Task to carry out ▸ Copy exactly the lines from the line holding "been staring at this and i really need the curved" through the end of the material, and no others; pictures stay out.

Data shown ▸
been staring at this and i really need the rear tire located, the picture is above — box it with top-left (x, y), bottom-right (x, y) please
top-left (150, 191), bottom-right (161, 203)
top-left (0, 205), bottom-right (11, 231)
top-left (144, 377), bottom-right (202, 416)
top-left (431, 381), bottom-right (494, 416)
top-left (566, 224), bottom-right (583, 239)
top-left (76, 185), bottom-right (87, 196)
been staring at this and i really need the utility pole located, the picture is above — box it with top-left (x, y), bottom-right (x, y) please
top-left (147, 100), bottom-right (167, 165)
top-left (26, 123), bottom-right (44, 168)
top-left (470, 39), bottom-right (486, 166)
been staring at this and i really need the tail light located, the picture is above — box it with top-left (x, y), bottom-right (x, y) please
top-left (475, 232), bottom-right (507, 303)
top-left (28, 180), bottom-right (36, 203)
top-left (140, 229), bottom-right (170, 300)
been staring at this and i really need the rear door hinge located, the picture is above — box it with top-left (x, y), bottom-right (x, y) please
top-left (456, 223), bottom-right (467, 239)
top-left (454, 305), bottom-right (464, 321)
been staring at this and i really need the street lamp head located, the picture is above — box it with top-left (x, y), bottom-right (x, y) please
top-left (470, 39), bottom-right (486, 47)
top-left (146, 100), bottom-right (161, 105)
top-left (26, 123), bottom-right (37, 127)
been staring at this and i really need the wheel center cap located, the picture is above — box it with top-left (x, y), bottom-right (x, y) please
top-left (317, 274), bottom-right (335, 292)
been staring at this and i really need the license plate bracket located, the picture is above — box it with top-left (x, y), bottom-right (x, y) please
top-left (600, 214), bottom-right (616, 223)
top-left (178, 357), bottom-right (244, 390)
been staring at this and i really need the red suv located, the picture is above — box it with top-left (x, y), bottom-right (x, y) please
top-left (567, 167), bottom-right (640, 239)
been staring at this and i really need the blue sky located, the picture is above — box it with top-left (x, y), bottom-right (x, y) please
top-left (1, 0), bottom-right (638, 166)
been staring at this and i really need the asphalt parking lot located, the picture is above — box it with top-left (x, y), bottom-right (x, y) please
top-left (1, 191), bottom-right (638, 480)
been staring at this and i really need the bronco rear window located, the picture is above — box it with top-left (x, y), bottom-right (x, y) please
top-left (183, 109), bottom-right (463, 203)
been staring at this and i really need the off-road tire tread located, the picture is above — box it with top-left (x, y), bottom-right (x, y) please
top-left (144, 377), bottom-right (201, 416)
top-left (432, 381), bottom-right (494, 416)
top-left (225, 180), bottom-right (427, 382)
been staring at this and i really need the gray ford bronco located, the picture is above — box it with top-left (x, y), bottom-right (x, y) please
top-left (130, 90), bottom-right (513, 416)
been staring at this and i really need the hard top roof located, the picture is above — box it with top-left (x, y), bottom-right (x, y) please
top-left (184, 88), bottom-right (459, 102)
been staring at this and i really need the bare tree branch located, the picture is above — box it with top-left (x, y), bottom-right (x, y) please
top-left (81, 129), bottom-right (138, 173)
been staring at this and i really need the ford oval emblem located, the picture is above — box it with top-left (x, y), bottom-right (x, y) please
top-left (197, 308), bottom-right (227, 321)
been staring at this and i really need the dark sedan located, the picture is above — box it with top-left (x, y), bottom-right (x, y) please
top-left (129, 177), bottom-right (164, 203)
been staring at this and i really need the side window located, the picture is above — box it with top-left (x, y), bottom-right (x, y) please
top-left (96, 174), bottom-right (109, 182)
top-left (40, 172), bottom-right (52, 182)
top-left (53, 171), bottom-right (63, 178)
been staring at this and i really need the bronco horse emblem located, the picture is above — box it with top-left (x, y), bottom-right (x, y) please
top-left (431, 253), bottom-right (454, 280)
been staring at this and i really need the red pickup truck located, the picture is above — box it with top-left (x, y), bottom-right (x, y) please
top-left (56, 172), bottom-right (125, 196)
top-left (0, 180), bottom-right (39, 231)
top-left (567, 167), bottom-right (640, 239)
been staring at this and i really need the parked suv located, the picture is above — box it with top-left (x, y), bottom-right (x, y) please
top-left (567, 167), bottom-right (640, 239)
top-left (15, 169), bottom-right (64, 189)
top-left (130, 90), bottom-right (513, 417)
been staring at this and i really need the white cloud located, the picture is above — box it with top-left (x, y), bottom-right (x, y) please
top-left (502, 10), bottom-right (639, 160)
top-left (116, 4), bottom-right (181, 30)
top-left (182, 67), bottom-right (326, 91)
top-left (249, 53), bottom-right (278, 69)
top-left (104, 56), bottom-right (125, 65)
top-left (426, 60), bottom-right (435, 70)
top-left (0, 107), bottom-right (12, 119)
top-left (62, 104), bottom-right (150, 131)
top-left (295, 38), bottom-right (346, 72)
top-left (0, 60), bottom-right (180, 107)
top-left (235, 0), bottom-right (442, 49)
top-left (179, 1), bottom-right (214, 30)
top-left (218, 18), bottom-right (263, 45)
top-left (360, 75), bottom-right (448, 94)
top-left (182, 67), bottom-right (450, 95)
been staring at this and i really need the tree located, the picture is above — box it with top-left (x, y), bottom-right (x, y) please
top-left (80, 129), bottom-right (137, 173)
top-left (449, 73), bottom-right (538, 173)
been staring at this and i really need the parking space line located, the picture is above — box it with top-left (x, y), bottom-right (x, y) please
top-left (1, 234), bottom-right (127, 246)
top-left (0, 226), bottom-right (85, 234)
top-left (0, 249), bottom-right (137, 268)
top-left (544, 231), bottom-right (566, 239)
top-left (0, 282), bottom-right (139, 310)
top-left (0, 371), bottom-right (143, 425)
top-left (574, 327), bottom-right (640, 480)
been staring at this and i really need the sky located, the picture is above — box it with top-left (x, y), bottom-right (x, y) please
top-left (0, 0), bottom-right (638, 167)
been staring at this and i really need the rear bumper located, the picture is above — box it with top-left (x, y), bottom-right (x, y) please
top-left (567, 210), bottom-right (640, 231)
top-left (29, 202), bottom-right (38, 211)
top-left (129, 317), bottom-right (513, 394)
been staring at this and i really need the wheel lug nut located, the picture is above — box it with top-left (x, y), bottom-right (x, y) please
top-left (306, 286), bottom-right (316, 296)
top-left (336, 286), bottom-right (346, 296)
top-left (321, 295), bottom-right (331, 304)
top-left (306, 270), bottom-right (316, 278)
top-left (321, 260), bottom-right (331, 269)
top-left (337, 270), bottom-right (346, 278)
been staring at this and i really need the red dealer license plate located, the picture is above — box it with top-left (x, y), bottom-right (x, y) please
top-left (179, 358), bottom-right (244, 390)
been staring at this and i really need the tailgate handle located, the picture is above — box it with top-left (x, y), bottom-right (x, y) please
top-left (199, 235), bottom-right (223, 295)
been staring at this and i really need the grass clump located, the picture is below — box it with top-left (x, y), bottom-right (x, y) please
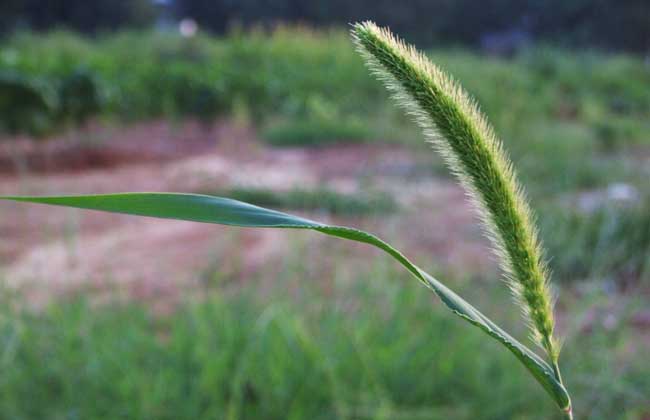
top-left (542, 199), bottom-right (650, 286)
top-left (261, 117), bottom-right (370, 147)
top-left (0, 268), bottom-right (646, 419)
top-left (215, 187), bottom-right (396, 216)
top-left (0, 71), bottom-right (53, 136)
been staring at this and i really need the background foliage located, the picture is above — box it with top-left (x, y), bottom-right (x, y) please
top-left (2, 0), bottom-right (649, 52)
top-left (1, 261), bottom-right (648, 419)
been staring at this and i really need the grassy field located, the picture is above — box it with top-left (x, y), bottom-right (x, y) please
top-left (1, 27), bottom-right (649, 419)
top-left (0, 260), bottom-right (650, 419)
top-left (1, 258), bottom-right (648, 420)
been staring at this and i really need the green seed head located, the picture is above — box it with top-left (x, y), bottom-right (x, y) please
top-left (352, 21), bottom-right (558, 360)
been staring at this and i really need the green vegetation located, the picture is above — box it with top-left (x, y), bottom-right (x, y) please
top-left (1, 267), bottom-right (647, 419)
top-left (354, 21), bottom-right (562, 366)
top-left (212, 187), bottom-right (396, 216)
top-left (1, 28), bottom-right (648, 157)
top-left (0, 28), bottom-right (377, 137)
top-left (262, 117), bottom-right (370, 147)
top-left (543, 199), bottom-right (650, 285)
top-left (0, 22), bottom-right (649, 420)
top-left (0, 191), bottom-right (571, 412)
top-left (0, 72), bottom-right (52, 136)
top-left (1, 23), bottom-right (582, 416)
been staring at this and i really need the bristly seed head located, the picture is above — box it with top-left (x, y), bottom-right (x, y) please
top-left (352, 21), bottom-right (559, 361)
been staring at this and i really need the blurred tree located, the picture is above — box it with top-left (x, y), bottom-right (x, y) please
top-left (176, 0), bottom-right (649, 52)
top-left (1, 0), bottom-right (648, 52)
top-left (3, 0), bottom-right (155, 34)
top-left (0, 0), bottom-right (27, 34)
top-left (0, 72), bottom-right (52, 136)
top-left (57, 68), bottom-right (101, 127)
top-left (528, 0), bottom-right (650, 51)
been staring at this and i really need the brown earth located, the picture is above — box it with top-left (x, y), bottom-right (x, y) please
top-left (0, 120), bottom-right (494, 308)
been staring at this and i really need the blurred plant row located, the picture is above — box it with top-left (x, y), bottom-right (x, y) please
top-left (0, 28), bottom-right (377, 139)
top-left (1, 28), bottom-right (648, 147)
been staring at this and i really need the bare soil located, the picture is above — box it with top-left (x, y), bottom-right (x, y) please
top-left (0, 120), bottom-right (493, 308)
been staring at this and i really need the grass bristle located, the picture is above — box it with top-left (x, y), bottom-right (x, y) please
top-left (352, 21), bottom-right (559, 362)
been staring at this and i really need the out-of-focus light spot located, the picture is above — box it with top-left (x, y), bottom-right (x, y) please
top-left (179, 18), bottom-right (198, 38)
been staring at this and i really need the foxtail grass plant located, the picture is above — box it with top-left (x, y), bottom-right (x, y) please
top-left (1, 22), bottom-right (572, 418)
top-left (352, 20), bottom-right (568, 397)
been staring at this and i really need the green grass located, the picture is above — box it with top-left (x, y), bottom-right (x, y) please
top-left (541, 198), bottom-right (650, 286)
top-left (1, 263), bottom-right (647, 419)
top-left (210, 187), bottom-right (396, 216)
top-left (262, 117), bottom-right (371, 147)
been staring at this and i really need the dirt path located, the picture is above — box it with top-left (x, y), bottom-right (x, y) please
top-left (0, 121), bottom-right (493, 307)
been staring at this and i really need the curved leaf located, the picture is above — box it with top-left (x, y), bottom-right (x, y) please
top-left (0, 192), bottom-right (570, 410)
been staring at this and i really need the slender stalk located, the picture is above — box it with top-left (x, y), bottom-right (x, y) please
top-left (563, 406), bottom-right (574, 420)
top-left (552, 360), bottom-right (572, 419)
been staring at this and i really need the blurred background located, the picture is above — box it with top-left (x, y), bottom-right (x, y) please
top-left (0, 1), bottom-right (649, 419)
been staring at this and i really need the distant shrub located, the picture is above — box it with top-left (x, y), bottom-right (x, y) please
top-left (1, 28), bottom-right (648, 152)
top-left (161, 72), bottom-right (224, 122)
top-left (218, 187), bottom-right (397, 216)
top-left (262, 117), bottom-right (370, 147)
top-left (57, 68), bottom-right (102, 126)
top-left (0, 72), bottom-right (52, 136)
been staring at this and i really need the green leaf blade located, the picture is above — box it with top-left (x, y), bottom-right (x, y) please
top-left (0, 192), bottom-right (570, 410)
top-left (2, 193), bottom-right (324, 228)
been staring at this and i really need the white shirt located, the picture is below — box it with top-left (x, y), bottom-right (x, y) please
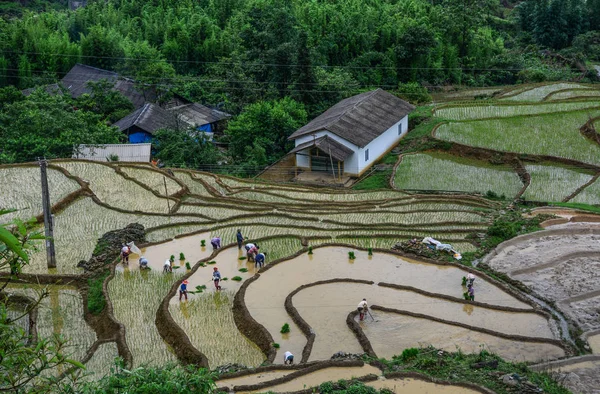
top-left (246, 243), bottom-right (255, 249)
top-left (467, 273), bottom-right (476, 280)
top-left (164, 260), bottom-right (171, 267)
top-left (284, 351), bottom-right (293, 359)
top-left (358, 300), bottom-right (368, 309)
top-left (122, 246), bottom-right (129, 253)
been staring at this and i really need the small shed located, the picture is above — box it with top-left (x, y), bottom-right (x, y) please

Exercise solution ▸
been staring at this and i really need the curved leaf located, the picture is above — box it with top-left (x, y), bottom-right (x, y) please
top-left (0, 192), bottom-right (570, 410)
been staring at this and i really need the slender stalk located, the picture is above — box it with top-left (x, y), bottom-right (x, y) please
top-left (563, 406), bottom-right (574, 420)
top-left (552, 360), bottom-right (572, 419)
been staring at this and i really need the blurred background located, the picture is above — box it with top-left (x, y), bottom-right (x, y) please
top-left (0, 1), bottom-right (649, 419)
been staring at this and i really need the distant shrub located, the picture is above — box it with top-left (x, y), bottom-right (x, y) please
top-left (1, 28), bottom-right (648, 152)
top-left (161, 72), bottom-right (224, 122)
top-left (218, 187), bottom-right (397, 216)
top-left (262, 117), bottom-right (370, 147)
top-left (57, 68), bottom-right (102, 126)
top-left (0, 72), bottom-right (52, 136)
been staring at this and i really need the green leaf blade located, the picture is above — box it with top-left (x, y), bottom-right (x, y) please
top-left (0, 192), bottom-right (570, 410)
top-left (2, 193), bottom-right (324, 228)
been staring at this and i really need the white shirt located, the picture is below — box it with top-left (x, y), bottom-right (x, y) please
top-left (246, 243), bottom-right (255, 249)
top-left (467, 273), bottom-right (476, 280)
top-left (164, 260), bottom-right (171, 267)
top-left (284, 351), bottom-right (293, 359)
top-left (358, 300), bottom-right (368, 309)
top-left (122, 246), bottom-right (129, 253)
been staring at this and i really need the small shed located, the picture is above — box it with top-left (x, y), bottom-right (x, y) please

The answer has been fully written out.